Requirement 1:
Copy out the part of the Epson 4880 low-ink thread starting with "I am getting" and going on through "off the alarm.".
Requirement 2:
In the Epson 4880 low-ink thread, after water is applied to the capping station, how long should the printer sit before reprinting?

Selected text:
Segment Open
# low ink display on epson 4880



## Cjoe Design (Jun 3, 2008)

I am getting a low ink level on my 4880. I was told by one vendor to buy a mailing scale and weigh the carts to find out which cart was low but they all weighed 4 or 5 ounces. I don't have the cash to buy 8 carts at 150 bucks a pop and was hoping to just buy the carts that were low. What are some better ideas to pinpoint the actual cart that is setting off the alarm.

Also, everyone says to avoid the POWERCLEAN option. is that the same thing as when Epson asks you if you want to do "auto clean" when you do a Head Cleaning. 

I have only done about 40 shirts (Line Art) a few tiles and coasters and I am already getting this signal. 

I do seem to have to do a head cleaning like once a week? Is this normal. This machine is new to me. It is replacing my old 1280 systems which were about the same performance for 100.000s less.


----------



## SBEMedia (Jun 26, 2008)

It's perfectly normal. Basically you'll never know what the ink levels are since the ink being used in the 4880 was not created by Epson. Essentially what you need to do is run your printer at least once a day (or every other day). This will ensure that the ink doesn't get stuck in the print head. I wouldn't recommend doing the 'Powerclean' option as you will waste A LOT of ink. 

Nonetheless to solve your current problem, what I have had success with is: (1) follow the Epson instructions for changing the paper cutting blade. This will allow you to move the 'print head' to the center section of the carriage so you can see the 'Capping Station.' (2) Once you see the capping station apply a few drops of water using an eyedropper to the foam part of the capping station. Let your printer sit for about 12 hours and reprint.

PS Please send me a PM, I'd like to know where you purchased your 4880.

Hope this helps.


----------



## Cjoe Design (Jun 3, 2008)
Segment Closed
(Referring expression grounding data)
Segment Open
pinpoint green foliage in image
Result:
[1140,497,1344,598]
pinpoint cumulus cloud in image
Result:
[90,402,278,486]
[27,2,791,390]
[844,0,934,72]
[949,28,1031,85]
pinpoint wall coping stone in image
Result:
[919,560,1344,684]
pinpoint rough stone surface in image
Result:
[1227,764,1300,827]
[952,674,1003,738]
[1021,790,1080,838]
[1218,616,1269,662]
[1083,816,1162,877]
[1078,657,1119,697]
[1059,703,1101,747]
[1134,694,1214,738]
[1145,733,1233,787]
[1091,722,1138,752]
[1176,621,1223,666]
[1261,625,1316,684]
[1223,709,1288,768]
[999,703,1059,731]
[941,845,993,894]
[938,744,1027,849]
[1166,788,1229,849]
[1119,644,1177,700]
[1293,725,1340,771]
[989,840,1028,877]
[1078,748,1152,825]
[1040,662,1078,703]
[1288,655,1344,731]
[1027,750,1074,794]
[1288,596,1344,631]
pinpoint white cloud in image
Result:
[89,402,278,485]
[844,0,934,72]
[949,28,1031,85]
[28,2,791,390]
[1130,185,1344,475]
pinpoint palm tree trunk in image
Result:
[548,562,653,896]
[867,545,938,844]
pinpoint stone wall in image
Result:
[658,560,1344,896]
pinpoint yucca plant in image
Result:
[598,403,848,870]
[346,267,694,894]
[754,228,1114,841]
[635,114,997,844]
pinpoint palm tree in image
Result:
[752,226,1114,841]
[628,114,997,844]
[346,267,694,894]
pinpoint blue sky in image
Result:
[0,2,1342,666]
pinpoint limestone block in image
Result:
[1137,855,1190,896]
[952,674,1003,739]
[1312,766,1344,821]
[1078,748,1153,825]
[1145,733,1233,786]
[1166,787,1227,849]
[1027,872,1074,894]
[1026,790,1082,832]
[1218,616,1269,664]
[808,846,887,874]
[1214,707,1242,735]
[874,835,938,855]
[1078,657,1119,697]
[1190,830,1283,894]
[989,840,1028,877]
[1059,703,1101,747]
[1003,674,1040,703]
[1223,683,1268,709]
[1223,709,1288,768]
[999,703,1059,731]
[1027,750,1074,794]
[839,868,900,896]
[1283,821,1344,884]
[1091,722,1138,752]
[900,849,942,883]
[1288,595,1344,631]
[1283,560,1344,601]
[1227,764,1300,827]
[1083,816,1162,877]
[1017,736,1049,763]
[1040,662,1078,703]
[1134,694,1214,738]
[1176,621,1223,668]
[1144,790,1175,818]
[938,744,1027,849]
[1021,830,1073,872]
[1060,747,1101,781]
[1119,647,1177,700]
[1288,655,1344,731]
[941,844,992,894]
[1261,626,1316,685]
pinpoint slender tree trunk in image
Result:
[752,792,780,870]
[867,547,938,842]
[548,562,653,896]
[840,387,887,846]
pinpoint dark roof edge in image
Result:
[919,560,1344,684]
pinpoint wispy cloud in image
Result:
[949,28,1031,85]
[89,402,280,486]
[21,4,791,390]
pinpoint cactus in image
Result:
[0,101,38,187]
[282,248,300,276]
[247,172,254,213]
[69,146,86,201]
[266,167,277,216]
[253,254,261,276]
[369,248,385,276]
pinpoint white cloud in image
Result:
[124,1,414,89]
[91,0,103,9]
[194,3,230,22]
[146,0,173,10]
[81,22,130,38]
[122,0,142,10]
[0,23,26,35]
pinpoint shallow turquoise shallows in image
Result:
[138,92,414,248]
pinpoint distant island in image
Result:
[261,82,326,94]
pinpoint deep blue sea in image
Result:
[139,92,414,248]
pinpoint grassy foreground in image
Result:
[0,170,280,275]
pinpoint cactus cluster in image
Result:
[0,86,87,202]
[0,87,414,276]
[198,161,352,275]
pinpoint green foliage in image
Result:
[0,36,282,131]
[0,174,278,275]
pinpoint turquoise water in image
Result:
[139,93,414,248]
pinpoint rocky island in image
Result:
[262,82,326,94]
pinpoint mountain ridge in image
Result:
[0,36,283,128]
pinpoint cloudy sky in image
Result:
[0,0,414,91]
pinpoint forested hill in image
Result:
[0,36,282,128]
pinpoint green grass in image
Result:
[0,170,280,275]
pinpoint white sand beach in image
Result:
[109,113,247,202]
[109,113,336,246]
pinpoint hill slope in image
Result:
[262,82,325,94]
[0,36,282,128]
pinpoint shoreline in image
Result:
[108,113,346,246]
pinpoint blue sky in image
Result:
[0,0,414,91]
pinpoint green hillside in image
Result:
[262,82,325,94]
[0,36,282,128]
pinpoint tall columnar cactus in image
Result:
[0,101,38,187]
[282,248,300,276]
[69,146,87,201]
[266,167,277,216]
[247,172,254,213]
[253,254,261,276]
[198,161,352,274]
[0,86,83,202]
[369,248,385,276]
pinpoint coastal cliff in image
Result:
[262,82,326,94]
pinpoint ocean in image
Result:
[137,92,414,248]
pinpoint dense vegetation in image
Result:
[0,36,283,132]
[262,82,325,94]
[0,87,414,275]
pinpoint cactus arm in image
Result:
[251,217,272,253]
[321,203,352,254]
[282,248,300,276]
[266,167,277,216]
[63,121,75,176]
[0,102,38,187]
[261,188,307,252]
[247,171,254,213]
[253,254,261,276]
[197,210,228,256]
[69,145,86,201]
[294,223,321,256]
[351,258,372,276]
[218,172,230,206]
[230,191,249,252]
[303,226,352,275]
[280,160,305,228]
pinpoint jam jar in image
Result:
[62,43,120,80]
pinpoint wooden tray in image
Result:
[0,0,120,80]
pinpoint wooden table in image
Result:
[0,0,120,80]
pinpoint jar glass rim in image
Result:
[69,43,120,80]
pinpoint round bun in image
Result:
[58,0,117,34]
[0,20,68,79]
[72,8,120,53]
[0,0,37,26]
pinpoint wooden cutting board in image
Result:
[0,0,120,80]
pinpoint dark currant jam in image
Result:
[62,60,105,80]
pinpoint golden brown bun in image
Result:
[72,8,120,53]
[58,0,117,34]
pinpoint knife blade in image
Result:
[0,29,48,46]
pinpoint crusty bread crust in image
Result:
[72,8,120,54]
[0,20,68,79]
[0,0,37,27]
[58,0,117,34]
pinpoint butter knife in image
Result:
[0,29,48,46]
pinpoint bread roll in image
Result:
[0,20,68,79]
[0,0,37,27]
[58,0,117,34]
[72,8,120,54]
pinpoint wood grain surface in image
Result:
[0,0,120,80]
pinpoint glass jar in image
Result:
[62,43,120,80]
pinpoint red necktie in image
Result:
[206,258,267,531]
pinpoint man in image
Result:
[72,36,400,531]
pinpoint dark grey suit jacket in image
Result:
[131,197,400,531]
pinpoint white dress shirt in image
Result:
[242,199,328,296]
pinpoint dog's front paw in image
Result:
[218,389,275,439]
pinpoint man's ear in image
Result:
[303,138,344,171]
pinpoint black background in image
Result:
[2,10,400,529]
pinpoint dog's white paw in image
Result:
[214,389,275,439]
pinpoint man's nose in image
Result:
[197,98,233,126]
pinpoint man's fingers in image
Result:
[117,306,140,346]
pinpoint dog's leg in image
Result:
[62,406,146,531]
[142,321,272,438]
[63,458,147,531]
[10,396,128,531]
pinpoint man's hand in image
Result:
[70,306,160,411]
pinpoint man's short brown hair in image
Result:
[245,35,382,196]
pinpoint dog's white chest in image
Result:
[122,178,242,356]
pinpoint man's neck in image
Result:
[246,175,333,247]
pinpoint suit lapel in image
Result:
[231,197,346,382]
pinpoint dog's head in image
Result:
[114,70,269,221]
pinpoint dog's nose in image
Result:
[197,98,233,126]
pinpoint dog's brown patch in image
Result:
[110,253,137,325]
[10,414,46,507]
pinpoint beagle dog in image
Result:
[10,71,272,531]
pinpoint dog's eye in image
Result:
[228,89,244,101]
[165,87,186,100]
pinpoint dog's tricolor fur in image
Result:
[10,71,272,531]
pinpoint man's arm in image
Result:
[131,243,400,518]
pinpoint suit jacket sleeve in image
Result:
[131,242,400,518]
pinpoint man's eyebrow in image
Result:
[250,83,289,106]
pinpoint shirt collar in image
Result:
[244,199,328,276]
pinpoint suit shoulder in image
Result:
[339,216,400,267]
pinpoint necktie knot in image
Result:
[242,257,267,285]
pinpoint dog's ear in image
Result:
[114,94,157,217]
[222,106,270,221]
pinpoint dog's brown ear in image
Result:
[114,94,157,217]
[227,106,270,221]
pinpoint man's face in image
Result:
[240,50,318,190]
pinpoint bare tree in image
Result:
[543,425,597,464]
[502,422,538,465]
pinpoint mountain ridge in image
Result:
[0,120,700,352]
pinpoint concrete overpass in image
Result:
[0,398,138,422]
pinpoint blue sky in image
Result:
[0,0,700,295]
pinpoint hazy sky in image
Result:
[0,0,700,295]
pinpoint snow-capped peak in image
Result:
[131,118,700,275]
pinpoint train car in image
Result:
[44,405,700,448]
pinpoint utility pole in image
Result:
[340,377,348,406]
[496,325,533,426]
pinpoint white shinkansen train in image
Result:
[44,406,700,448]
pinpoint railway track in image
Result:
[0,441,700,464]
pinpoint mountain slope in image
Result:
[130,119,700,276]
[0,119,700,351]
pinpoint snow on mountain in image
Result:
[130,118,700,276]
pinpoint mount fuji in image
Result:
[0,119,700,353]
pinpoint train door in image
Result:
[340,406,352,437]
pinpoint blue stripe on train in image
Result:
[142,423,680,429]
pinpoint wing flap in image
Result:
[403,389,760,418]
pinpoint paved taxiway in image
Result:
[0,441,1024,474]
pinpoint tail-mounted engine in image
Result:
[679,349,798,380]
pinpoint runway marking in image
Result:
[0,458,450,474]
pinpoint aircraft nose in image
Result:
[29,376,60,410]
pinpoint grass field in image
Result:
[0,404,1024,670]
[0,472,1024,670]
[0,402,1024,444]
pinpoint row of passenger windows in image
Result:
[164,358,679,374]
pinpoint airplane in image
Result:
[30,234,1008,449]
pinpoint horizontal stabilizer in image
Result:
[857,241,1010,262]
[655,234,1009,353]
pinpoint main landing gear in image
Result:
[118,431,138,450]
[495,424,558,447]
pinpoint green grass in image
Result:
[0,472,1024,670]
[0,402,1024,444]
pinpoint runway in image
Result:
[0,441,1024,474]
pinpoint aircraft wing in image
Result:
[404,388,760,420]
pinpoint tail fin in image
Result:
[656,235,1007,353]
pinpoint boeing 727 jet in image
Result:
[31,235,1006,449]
Segment Closed
Result 1:
I am getting a low ink level on my 4880. I was told by one vendor to buy a mailing scale and weigh the carts to find out which cart was low but they all weighed 4 or 5 ounces. I don't have the cash to buy 8 carts at 150 bucks a pop and was hoping to just buy the carts that were low. What are some better ideas to pinpoint the actual cart that is setting off the alarm.

Result 2:
About 12 hours.